- **WRITTEN EXERCISE**
Render the listing below as a JSON array of strings, one string per line, with blank lines omitted.
** Start PROVIDED DATA **
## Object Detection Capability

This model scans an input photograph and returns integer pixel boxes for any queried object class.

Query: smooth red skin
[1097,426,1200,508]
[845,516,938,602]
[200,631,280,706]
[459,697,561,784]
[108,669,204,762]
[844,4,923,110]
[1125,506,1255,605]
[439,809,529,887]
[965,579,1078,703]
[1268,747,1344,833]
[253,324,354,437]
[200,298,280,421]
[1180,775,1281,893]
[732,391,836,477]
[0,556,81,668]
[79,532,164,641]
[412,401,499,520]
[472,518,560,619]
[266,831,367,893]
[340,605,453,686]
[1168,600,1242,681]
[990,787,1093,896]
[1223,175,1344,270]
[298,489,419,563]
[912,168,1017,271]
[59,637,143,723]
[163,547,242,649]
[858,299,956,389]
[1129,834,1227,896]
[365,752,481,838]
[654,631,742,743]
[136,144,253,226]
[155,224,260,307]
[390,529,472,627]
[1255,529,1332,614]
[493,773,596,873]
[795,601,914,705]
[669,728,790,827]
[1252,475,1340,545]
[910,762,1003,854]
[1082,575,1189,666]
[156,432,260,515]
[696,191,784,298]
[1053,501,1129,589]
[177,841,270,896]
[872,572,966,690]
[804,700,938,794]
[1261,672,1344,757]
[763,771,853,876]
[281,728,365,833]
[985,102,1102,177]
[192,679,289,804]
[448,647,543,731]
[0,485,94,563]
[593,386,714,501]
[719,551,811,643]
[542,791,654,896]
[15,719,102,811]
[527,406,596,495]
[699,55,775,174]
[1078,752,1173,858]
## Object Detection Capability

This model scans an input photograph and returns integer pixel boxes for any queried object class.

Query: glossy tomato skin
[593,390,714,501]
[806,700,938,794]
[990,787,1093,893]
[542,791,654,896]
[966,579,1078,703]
** End PROVIDED DATA **
- **COMPLETE OUTPUT**
[
  "## Object Detection Capability",
  "This model scans an input photograph and returns integer pixel boxes for any queried object class.",
  "Query: smooth red skin",
  "[1097,426,1200,508]",
  "[845,516,938,602]",
  "[200,631,280,706]",
  "[459,697,561,784]",
  "[108,669,204,762]",
  "[844,4,923,110]",
  "[1125,506,1255,605]",
  "[439,809,529,887]",
  "[965,579,1078,703]",
  "[1268,747,1344,833]",
  "[253,324,354,437]",
  "[200,298,280,421]",
  "[1180,775,1281,893]",
  "[732,391,836,477]",
  "[0,556,81,668]",
  "[79,532,164,641]",
  "[412,401,499,520]",
  "[472,518,560,619]",
  "[266,831,367,893]",
  "[340,605,453,686]",
  "[1168,600,1242,681]",
  "[990,787,1093,896]",
  "[1223,175,1344,270]",
  "[298,489,419,563]",
  "[912,168,1017,271]",
  "[59,637,143,723]",
  "[163,547,242,649]",
  "[858,299,956,389]",
  "[1129,834,1227,896]",
  "[365,752,481,838]",
  "[654,631,742,743]",
  "[136,144,253,226]",
  "[155,224,260,307]",
  "[390,529,472,627]",
  "[1255,529,1332,614]",
  "[493,773,596,873]",
  "[795,601,914,705]",
  "[669,728,790,827]",
  "[1252,475,1340,545]",
  "[910,762,1003,854]",
  "[1082,575,1189,666]",
  "[156,432,260,515]",
  "[696,191,784,298]",
  "[1053,501,1129,589]",
  "[177,841,270,896]",
  "[872,572,966,690]",
  "[804,700,938,794]",
  "[1261,672,1344,757]",
  "[763,771,853,876]",
  "[281,728,365,833]",
  "[985,102,1102,177]",
  "[192,679,289,804]",
  "[448,647,543,731]",
  "[0,485,94,563]",
  "[593,386,714,501]",
  "[719,551,811,643]",
  "[542,791,654,896]",
  "[15,719,102,811]",
  "[527,406,596,495]",
  "[699,55,775,174]",
  "[1078,752,1173,858]",
  "## Object Detection Capability",
  "This model scans an input photograph and returns integer pixel boxes for any queried object class.",
  "Query: glossy tomato skin",
  "[593,390,714,501]",
  "[806,700,938,794]",
  "[990,787,1093,893]",
  "[542,791,654,896]",
  "[966,579,1078,703]"
]